**TASK DESCRIPTION**
Copy out every one of the following items word for word, leaving out the pictures.

Rows from a box-labeling dataset:
========

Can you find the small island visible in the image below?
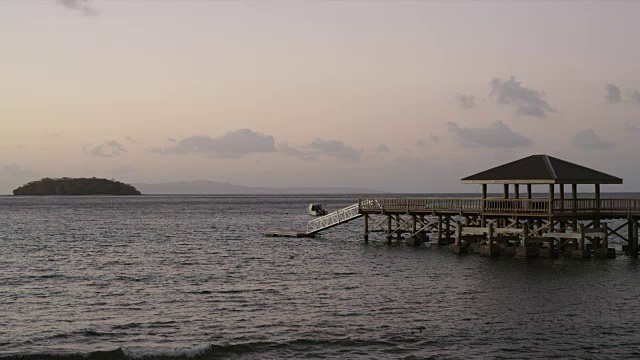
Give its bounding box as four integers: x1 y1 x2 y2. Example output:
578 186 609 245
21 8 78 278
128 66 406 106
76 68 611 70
13 177 142 195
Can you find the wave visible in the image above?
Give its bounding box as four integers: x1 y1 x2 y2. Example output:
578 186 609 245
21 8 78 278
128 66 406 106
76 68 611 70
0 339 398 360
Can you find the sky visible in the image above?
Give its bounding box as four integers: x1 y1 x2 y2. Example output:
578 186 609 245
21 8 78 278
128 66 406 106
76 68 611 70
0 0 640 194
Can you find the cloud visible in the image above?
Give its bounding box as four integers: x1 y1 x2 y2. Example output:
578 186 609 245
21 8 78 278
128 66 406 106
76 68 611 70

========

**RESULT BELOW**
Can you find the small island visible in the image below?
Give its bounding box as four integers: x1 y1 x2 y2. Example output:
578 186 609 245
21 8 78 278
128 66 406 106
76 68 611 70
13 177 142 195
Can you find the wave visible in the image above?
Give its bounding box as four integers: x1 y1 x2 y2. Example output:
578 186 609 245
21 8 78 278
128 66 406 106
76 68 611 70
0 339 398 360
Can you find the sky visible in the image above?
Give its bounding box as four integers: x1 y1 x2 y2. Example output:
578 186 609 245
21 8 78 278
128 66 406 106
76 68 611 70
0 0 640 194
Can you find the cloud visible in the image above?
Give its bounding box as four integers: x1 y1 x2 y2. Example output:
578 186 609 245
21 8 78 278
128 66 406 106
76 68 611 70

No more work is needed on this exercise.